>> Start Text provided
Containerization AWS

Configure Velero with Kopia File-Level Backups and Cross-Cluster Restore on EKS

A payments company runs its tokenization service on an EKS cluster in us-east-1, and the workload is mostly stateless — except for two stubborn StatefulSets: a self-hosted Vault-backed signing service that keeps key metadata on an EBS-backed PVC, and a Moodle-derived compliance-training portal whose course content and SCORM uploads live on an EFS volume. When the platform team has to rebuild that cluster — a Kubernetes version jump that cannot be done in place, or a region move dictated by a new data-residency clause — they need those volumes’ file contents to land intact in a brand-new cluster, not just the YAML. Volume snapshots alone do not solve this: EBS snapshots are zonal and cannot restore an EFS file tree, and the new cluster may use a different storage class entirely. The pattern that actually works is Velero with Kopia file-system backup (FSB) — it reads the files inside each PersistentVolume, deduplicates and encrypts them, and ships them to an S3 bucket that any cluster with credentials can restore from. This guide builds that pipeline end to end and proves a cross-cluster restore.
>> End Text provided
Problems and tasks:
• 1. In the Velero and Kopia guide above, where does Kopia file-system backup send the files it reads from each PersistentVolume?
• 2. Continue the Velero and Kopia guide above from where it stops.
>> Start Stored records
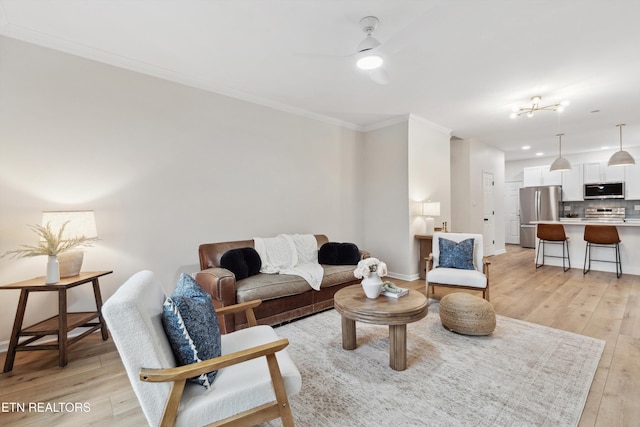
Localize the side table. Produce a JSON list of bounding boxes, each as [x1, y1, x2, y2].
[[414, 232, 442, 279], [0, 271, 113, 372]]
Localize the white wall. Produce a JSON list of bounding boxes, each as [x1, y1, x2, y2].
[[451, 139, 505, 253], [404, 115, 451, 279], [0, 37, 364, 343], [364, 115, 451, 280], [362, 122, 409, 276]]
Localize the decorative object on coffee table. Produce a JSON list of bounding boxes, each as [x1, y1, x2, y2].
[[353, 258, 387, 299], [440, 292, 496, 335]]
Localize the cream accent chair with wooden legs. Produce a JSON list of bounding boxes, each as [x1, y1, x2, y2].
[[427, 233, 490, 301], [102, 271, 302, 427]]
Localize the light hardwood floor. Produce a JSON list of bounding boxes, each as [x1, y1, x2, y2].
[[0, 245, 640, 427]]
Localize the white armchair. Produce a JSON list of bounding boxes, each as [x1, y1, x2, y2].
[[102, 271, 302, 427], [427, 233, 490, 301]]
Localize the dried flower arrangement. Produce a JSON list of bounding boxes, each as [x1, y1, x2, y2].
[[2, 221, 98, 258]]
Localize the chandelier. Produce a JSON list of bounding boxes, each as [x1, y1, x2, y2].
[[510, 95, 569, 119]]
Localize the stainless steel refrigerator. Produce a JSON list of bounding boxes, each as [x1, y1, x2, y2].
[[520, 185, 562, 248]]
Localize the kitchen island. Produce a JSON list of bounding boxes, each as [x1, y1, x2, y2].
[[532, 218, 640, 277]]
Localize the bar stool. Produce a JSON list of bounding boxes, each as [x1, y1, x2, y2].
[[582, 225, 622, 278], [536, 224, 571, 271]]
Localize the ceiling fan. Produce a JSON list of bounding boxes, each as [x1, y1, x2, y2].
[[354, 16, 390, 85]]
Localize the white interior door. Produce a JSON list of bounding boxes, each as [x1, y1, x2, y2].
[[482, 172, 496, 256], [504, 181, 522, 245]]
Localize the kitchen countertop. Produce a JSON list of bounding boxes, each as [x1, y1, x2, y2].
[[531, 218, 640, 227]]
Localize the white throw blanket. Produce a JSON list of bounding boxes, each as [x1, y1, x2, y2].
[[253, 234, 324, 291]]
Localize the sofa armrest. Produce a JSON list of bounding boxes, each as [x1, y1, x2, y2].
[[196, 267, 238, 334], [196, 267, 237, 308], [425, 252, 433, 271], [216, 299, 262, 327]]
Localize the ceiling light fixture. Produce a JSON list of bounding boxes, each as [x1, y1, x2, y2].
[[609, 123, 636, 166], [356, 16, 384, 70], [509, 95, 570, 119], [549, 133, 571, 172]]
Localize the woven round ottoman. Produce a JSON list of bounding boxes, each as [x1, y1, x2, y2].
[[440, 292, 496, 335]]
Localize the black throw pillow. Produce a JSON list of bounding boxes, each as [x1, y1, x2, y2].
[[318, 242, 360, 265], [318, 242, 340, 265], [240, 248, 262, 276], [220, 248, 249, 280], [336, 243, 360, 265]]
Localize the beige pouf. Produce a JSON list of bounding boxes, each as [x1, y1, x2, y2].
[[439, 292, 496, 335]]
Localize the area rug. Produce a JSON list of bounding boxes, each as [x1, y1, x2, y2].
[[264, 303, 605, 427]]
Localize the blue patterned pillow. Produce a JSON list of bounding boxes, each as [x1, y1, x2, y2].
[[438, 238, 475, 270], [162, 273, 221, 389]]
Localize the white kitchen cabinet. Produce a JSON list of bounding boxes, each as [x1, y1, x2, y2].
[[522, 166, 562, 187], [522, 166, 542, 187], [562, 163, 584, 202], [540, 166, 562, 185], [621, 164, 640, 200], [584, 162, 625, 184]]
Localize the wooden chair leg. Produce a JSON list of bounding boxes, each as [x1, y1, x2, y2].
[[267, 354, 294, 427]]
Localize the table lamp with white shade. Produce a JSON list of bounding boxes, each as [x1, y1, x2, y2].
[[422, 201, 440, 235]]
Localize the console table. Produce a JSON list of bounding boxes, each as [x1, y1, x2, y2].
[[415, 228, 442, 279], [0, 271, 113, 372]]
>> End Stored records
Exercise results:
• 1. To an S3 bucket that any cluster with credentials can restore from.

• 2.
Prerequisites

Target topology

Configure Velero with Kopia File-Level Backups and Cross-Cluster Restore on EKS — topology

The shape is deliberately simple, and the simplicity is the point: a single S3 bucket is the shared backup store, and both clusters are clients of it. The source cluster’s Velero server, with its node-agent DaemonSet, walks each PVC’s filesystem with Kopia, deduplicates and encrypts the file blocks, and pushes them to the bucket under a per-backup prefix. The target cluster runs an identical Velero install pointed at the same bucket; because the backup is file-level and storage-agnostic, the target’s node-agent can restore those files into a freshly provisioned PVC backed by whatever StorageClass exists there — even a different CSI driver. Velero objects (Deployments, Services, ConfigMaps) are restored from the same backup’s resource manifests. Identity to the bucket is brokered per-cluster through IRSA, so neither cluster holds a long-lived AWS key, and the encryption passphrase Kopia uses to seal the repository is held outside the cluster in HashiCorp Vault rather than living forever in a Kubernetes Secret.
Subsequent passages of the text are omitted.